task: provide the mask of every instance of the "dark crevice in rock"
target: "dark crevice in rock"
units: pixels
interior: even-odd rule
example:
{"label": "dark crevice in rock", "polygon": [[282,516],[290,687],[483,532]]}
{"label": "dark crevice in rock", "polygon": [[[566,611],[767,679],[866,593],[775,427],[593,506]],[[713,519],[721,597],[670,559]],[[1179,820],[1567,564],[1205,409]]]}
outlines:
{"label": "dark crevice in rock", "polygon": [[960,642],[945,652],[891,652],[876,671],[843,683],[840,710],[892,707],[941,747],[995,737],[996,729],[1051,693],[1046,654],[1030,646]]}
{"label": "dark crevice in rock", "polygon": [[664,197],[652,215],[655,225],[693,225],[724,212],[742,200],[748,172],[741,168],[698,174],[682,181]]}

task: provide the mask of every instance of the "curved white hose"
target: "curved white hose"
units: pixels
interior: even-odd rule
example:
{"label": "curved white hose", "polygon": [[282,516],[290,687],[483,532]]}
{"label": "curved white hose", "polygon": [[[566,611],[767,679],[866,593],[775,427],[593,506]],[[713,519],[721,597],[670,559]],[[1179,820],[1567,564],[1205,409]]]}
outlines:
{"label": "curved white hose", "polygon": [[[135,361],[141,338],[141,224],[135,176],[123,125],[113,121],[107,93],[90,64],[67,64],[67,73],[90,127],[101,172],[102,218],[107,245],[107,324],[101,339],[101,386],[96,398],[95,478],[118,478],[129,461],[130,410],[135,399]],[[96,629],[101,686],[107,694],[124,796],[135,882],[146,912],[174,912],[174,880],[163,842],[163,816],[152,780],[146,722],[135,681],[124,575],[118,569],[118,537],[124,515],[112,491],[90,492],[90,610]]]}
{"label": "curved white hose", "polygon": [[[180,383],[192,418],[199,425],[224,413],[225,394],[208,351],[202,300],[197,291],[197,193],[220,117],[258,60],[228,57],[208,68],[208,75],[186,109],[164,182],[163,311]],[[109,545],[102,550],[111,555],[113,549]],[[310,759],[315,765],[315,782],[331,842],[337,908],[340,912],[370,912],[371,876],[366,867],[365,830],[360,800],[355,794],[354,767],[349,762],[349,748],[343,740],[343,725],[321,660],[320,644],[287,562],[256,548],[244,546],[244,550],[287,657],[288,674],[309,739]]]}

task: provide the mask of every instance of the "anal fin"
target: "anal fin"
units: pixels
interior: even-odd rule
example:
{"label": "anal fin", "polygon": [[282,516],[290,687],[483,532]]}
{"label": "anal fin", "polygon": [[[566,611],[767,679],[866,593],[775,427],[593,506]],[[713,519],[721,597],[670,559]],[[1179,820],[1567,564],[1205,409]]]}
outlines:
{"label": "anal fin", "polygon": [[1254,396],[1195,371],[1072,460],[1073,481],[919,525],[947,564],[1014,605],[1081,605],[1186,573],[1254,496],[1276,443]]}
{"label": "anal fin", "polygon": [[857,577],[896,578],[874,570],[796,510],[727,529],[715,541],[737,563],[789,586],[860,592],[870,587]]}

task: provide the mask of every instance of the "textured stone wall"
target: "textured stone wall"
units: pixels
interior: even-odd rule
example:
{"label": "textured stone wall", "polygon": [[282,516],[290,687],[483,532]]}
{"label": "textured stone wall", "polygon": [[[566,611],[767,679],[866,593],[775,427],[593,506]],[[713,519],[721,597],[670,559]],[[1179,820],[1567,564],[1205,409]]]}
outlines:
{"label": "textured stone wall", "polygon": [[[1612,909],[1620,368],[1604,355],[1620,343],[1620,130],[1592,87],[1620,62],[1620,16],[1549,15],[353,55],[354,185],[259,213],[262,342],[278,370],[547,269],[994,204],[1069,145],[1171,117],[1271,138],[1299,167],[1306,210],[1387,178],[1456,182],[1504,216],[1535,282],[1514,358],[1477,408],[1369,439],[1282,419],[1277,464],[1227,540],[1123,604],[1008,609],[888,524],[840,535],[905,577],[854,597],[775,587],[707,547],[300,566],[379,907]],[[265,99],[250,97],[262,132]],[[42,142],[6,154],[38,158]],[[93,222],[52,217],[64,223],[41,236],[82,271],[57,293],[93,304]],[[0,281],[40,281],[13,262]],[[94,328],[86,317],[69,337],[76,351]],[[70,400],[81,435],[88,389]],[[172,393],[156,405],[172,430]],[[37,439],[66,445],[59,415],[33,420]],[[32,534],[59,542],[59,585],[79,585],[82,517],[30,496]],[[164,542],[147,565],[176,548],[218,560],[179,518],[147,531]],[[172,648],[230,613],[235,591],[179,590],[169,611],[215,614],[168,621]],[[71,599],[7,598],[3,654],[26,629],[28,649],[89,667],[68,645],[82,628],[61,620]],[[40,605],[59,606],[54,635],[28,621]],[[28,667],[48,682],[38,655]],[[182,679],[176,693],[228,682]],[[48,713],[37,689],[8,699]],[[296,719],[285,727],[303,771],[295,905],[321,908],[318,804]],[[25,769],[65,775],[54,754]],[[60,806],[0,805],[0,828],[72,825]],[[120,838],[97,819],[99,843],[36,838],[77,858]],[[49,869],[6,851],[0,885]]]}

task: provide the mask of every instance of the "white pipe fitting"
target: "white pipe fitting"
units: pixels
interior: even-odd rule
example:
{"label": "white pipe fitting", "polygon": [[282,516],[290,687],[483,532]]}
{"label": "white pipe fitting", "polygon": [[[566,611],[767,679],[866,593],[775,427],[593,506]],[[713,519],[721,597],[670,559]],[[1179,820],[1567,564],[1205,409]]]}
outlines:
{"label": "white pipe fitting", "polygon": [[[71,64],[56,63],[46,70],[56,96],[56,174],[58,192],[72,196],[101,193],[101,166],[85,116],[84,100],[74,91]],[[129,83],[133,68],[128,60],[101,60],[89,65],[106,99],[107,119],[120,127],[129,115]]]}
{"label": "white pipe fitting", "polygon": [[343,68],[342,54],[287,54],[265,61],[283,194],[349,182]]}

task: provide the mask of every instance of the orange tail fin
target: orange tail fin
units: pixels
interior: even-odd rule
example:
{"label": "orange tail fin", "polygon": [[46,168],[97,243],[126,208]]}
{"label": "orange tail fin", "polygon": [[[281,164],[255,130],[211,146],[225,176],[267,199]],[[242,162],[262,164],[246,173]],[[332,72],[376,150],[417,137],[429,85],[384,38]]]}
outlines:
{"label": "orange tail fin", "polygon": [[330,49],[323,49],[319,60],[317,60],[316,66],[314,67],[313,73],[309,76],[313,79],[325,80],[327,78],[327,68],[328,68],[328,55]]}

_ _ _ _

WHAT YOU ARE ASKED TO DO
Reproduce all the data precisely, word for word.

SOLUTION FOR THIS EXERCISE
task: provide the mask of every instance of the "dark crevice in rock"
target: "dark crevice in rock"
units: pixels
interior: even-odd rule
example:
{"label": "dark crevice in rock", "polygon": [[282,516],[290,687],[483,532]]}
{"label": "dark crevice in rock", "polygon": [[[566,611],[767,679],[866,593],[775,427],[593,506]],[[713,519],[721,597],[670,559]],[[1179,820],[1567,564],[1205,409]]]}
outlines:
{"label": "dark crevice in rock", "polygon": [[960,642],[945,652],[891,652],[876,671],[843,683],[840,710],[892,707],[941,747],[995,737],[996,729],[1051,693],[1046,654],[1030,646]]}
{"label": "dark crevice in rock", "polygon": [[664,197],[652,215],[655,225],[693,225],[724,212],[742,200],[748,172],[741,168],[698,174],[682,181]]}

task: provide the mask of every instance of the "curved white hose"
target: "curved white hose"
units: pixels
interior: even-odd rule
example:
{"label": "curved white hose", "polygon": [[282,516],[290,687],[483,532]]}
{"label": "curved white hose", "polygon": [[[566,611],[767,679],[866,593],[775,427],[593,506]],[[713,519],[721,597],[670,559]],[[1179,820],[1567,564],[1205,409]]]}
outlines:
{"label": "curved white hose", "polygon": [[[135,361],[141,338],[141,224],[135,176],[123,125],[113,121],[107,93],[90,64],[67,64],[67,73],[90,127],[101,172],[102,218],[107,245],[107,324],[101,339],[101,386],[96,398],[95,478],[118,478],[129,461],[130,410],[135,399]],[[96,629],[101,686],[107,694],[124,796],[135,882],[146,912],[174,912],[174,880],[163,842],[163,816],[152,780],[146,722],[135,681],[124,575],[118,569],[118,537],[124,515],[112,491],[90,492],[90,610]]]}
{"label": "curved white hose", "polygon": [[[180,383],[192,418],[199,425],[224,413],[225,394],[208,351],[202,300],[197,291],[197,193],[220,117],[258,60],[228,57],[208,68],[208,75],[186,109],[164,182],[163,311]],[[109,545],[102,550],[111,555],[113,549]],[[310,759],[315,765],[315,782],[331,842],[337,908],[340,912],[370,912],[371,876],[366,867],[365,830],[360,800],[355,794],[354,767],[349,762],[349,748],[343,740],[343,725],[321,660],[320,644],[287,562],[256,548],[244,546],[244,550],[287,657],[288,674],[309,739]]]}

task: provide the mask of every instance of the "anal fin"
target: "anal fin"
units: pixels
interior: even-odd rule
example:
{"label": "anal fin", "polygon": [[282,516],[290,687],[483,532]]}
{"label": "anal fin", "polygon": [[[566,611],[767,679],[866,593],[775,427],[593,506]],[[713,519],[721,597],[670,559]],[[1179,820],[1567,564],[1205,409]]]}
outlines:
{"label": "anal fin", "polygon": [[1254,396],[1195,371],[1072,460],[1073,481],[919,525],[947,564],[1014,605],[1081,605],[1186,573],[1254,496],[1276,443]]}
{"label": "anal fin", "polygon": [[857,577],[896,578],[874,570],[796,510],[727,529],[715,541],[737,563],[789,586],[860,592],[870,587]]}

task: provide the mask of every instance of the "textured stone wall"
target: "textured stone wall"
units: pixels
interior: even-odd rule
example:
{"label": "textured stone wall", "polygon": [[282,516],[290,687],[483,532]]}
{"label": "textured stone wall", "polygon": [[[566,611],[767,679],[866,593],[775,427],[593,506]],[[713,519],[721,597],[670,559]],[[1179,820],[1567,564],[1205,409]]]}
outlines:
{"label": "textured stone wall", "polygon": [[[1612,909],[1620,368],[1604,355],[1620,343],[1620,130],[1592,87],[1620,62],[1620,16],[1549,15],[353,55],[354,185],[259,213],[262,342],[278,370],[547,269],[994,204],[1069,145],[1171,117],[1271,138],[1299,167],[1306,210],[1387,178],[1456,182],[1504,216],[1535,282],[1514,358],[1477,408],[1369,439],[1282,419],[1277,464],[1227,540],[1123,604],[1008,609],[888,524],[840,535],[905,577],[854,597],[775,587],[707,547],[300,566],[379,907]],[[265,99],[250,97],[262,132]],[[42,142],[6,154],[38,158]],[[93,222],[52,217],[64,223],[41,236],[82,271],[57,293],[93,304]],[[0,281],[40,281],[13,262]],[[94,328],[86,317],[69,337],[76,351]],[[70,400],[81,435],[88,389]],[[172,393],[156,405],[172,430]],[[37,439],[66,445],[59,415],[33,420]],[[32,534],[59,542],[59,585],[79,585],[82,517],[30,496]],[[164,542],[147,565],[176,548],[218,560],[179,518],[147,531]],[[172,648],[230,613],[235,591],[179,590],[169,611],[215,614],[168,621]],[[71,599],[7,598],[3,654],[26,629],[28,649],[89,667],[68,645],[82,628],[61,620]],[[40,605],[59,606],[54,635],[28,621]],[[28,667],[48,682],[38,655]],[[182,679],[176,693],[228,682]],[[48,713],[37,689],[8,699]],[[296,719],[285,727],[303,771],[295,905],[321,908],[318,804]],[[25,769],[65,775],[54,754]],[[60,806],[0,805],[0,828],[72,825]],[[120,838],[97,819],[99,843],[36,838],[77,858]],[[49,869],[6,851],[0,885]]]}

task: provide the mask of every instance of the "white pipe fitting"
target: "white pipe fitting"
units: pixels
interior: even-odd rule
example:
{"label": "white pipe fitting", "polygon": [[282,516],[290,687],[483,532]]}
{"label": "white pipe fitting", "polygon": [[[566,611],[767,679],[866,593],[775,427],[593,506]],[[713,519],[721,597],[670,559]],[[1179,820],[1567,564],[1205,409]]]}
outlines:
{"label": "white pipe fitting", "polygon": [[[71,64],[56,63],[46,70],[56,96],[56,174],[58,192],[72,196],[101,193],[101,166],[85,116],[84,100],[74,91]],[[129,83],[133,68],[128,60],[101,60],[89,65],[106,99],[107,119],[120,127],[129,115]]]}
{"label": "white pipe fitting", "polygon": [[343,68],[342,54],[287,54],[265,61],[283,194],[349,182]]}

task: provide the mask of every instance of the orange tail fin
target: orange tail fin
units: pixels
interior: even-odd rule
example:
{"label": "orange tail fin", "polygon": [[46,168],[97,243],[126,208]]}
{"label": "orange tail fin", "polygon": [[[281,164],[255,130],[211,146],[225,176],[267,199]],[[242,162],[262,164],[246,173]],[[332,72],[376,150],[417,137],[429,85],[384,38]]]}
outlines:
{"label": "orange tail fin", "polygon": [[330,49],[323,49],[319,60],[317,60],[316,66],[314,67],[313,73],[309,76],[313,79],[325,80],[327,78],[327,68],[328,68],[328,55]]}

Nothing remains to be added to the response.